◆ Excerpt
--------------------------------------------------
Zeus’ law has been cast aside, Pandora’s box has been opened, and Odysseus is the only man alive who can put the world to rights. We know that he’s fated to make it back to Ithaca, but it remains an open question what kind of man he will be by the time he gets there. A complicated one to be sure, but will he be the Odysseus who shot Polyphemus in the face for sport, or the Odysseus who wept tears of sorrow at the fall of Troy? Will he be the Odysseus who once ruled over Ithaca, or will he be the Odysseus who recognizes that his Ithaca is gone — that the past is a foreign country, and that, in vintage Nolan fashion, his only hope for lasting peace lies in accepting that what he most wants is what he most can’t have, and what he most can’t have is what he already had and lost? Not even the gods can decide that for him. I suspect they share in the pleasure of watching Odysseus skulk and stab toward his ultimate conclusion during this story’s barnburner of a climax, which roils with uncompromising emotion as Nolan finally gets to linger on the homecoming that his other films have been forced to squeeze into just a few quick shots.
As is always the case in Nolan’s films, whose stories unfold at a Tralfamadorian remove that seamlessly flattens action together with consequence until life itself begins to feel like the stuff of a temporal pincer movement, exercising the power to change one’s fate is far less important than earning the clarity to understand it. Nothing Odysseus can do will be able to stop Oppenheimer from stealing fire away from Prometheus several thousand years later. Entropy is inevitable for any civilization so prone to forgetting its past, and it will wax and wane across the centuries like the moon. People won’t fear it until they understand it, and they won’t understand it until they’ve seen it for themselves. But what starts as a quest to reclaim Ithaca from the ashes is gradually reframed as a journey to recognize why the world burns to begin with: not because men defy the gods, but rather because they betray each other.
Perhaps, Nolan wonders, that’s ultimately the same thing. As Telemachus reminds us, the Greeks honor Zeus’ law because even a humble beggar could be a god in disguise. And what could resonate more with the director of “Tenet,” “Interstellar,” “Inception,” and “Dunkirk” than the notion that we forge our own destinies? We are the time-inverted enemy we’re fighting for control of the future. We are the mysterious space travelers who planted a black hole for us to find. Our own minds are the scene of the heist; our greatest battle is against ourselves.
While the future may be predetermined, this world is still the sum of what we choose to make of it. To surrender our role in that is to forfeit our humanity, and the opposite will always be true as well. The gods speak obtusely, even in Nolan’s script, but this magnificent epic leaves us with the ability to heed their meaning.
Grade: A-
Universal Pictures will release “The Odyssey” in theaters on Friday, July 17.
--------------------------------------------------
◆ Data extract

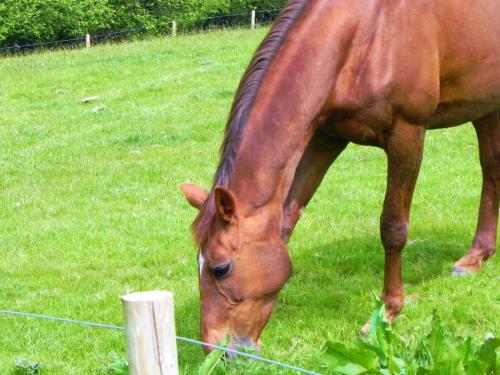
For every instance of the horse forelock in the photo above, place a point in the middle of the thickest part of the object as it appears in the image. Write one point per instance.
--------------------------------------------------
◆ Exercise prompt
Write out the film review's wording from "Perhaps, Nolan wonders, that’s" to "is against ourselves.", word for word.

◆ Final answer
Perhaps, Nolan wonders, that’s ultimately the same thing. As Telemachus reminds us, the Greeks honor Zeus’ law because even a humble beggar could be a god in disguise. And what could resonate more with the director of “Tenet,” “Interstellar,” “Inception,” and “Dunkirk” than the notion that we forge our own destinies? We are the time-inverted enemy we’re fighting for control of the future. We are the mysterious space travelers who planted a black hole for us to find. Our own minds are the scene of the heist; our greatest battle is against ourselves.